**Task goal:** Could you sift the records below and copy out every line that contains the string "white"? Treat uppercase and lowercase as different.

**Dataset records:**
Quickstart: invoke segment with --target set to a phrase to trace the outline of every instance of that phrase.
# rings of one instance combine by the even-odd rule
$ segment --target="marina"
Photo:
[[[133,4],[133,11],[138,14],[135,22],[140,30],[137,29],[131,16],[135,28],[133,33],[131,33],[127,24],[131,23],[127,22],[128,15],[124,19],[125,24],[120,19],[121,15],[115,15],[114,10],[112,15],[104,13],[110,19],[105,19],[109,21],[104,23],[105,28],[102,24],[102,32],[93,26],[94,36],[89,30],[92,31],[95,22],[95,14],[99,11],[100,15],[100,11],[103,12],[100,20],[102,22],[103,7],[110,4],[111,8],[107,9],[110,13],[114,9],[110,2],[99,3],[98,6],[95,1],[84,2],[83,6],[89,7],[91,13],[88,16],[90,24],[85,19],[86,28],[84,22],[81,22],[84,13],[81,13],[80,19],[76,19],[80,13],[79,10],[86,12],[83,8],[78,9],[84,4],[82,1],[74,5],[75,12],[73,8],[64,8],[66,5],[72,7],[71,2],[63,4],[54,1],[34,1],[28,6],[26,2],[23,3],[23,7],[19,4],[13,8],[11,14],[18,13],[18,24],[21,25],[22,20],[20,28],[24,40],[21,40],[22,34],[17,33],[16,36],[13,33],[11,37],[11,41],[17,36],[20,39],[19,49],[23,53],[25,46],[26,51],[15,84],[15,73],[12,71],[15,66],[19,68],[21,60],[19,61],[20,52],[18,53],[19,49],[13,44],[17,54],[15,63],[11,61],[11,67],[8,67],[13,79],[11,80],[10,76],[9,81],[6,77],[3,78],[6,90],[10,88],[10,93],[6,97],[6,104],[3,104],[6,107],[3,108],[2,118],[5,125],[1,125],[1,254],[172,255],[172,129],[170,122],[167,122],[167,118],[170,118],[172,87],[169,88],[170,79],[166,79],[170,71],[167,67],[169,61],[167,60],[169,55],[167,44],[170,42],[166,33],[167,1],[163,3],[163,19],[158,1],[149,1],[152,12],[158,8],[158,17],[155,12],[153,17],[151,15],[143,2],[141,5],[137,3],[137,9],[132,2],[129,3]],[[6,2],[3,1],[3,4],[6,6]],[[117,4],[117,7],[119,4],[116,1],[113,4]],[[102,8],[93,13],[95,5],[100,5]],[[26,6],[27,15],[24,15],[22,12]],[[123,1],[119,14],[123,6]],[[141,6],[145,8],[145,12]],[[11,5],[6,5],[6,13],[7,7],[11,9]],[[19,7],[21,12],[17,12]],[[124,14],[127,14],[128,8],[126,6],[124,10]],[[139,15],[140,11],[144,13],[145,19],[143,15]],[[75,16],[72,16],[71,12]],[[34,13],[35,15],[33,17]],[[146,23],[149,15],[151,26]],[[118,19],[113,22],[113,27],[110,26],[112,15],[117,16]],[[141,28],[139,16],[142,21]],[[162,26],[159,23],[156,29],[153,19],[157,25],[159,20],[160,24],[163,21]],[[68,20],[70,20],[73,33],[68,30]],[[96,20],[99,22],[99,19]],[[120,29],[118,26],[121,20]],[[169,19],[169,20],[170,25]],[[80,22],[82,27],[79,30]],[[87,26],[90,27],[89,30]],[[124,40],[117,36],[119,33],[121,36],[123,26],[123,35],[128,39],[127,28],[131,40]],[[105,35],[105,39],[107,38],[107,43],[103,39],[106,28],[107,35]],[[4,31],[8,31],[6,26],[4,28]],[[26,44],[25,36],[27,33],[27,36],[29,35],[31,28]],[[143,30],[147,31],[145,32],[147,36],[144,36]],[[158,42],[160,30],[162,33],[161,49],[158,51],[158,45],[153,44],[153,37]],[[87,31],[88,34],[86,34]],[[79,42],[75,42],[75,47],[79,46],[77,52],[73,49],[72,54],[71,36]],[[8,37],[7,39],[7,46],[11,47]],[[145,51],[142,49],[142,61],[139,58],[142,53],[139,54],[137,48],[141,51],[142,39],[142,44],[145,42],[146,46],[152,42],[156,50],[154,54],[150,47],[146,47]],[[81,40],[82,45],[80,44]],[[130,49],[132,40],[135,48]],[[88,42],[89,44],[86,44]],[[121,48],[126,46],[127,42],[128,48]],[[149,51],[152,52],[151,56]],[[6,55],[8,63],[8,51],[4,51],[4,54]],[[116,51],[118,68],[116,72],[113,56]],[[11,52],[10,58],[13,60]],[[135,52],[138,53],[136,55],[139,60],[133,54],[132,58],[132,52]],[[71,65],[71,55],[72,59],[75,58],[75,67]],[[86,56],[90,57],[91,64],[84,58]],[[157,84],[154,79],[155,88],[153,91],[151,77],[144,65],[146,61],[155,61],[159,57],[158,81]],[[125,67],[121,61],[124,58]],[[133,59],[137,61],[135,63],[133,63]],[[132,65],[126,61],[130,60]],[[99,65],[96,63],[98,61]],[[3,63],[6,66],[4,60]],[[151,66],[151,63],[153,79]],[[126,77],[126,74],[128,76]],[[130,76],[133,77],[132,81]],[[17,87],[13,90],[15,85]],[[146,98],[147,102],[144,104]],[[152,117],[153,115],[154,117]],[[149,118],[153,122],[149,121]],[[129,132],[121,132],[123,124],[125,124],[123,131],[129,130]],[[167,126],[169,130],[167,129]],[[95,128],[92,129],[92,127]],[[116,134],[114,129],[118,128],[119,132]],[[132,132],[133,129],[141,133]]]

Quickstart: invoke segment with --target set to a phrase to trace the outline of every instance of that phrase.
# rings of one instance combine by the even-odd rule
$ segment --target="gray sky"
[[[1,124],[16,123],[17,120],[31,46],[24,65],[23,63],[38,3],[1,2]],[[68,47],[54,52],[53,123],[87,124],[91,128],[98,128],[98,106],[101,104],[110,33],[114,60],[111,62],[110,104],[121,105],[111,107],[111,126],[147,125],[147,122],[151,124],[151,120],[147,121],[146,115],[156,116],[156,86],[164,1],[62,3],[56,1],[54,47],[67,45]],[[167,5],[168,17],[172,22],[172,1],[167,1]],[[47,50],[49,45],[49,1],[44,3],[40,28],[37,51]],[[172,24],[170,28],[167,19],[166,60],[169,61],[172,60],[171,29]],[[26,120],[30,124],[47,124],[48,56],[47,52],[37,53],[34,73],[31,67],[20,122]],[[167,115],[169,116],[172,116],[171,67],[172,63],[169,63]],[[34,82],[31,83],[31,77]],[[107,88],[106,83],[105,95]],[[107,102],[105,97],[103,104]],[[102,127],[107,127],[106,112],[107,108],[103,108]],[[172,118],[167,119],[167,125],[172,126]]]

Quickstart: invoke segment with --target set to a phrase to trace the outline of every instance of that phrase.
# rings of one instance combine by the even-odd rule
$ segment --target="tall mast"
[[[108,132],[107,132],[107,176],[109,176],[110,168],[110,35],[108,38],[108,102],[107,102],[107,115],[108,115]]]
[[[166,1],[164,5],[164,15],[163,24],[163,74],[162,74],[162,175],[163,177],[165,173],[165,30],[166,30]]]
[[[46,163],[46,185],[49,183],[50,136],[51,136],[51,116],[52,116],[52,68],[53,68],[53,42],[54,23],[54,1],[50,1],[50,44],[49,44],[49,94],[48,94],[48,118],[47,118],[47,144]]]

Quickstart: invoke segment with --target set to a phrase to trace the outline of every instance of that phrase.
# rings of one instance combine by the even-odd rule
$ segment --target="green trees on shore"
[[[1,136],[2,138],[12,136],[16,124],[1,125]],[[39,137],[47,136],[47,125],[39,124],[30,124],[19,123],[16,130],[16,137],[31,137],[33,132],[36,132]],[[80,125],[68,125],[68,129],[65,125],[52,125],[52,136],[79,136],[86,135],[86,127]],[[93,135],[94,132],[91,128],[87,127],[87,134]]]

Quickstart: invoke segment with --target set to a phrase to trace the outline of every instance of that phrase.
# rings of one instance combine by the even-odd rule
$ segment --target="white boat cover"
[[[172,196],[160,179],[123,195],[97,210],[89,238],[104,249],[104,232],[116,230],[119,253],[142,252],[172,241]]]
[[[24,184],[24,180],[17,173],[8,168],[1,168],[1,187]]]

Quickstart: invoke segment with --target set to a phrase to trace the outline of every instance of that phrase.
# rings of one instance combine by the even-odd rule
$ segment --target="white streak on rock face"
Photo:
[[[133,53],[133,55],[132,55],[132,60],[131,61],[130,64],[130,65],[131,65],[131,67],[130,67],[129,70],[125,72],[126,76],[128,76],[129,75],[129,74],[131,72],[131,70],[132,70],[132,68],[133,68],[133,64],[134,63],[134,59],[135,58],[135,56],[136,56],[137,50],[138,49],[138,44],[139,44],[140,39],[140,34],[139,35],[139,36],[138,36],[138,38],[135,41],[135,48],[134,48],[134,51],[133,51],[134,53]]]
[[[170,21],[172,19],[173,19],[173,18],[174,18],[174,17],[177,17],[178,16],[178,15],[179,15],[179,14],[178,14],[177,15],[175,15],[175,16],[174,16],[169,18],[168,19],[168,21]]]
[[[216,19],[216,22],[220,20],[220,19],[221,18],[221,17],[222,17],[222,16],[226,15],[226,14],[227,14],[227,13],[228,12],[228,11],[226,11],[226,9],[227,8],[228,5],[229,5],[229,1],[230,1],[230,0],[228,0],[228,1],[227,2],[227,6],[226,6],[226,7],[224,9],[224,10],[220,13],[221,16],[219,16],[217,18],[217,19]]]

**Exercise solution:**
$ segment --target="white boat cover"
$ segment --target="white streak on rock face"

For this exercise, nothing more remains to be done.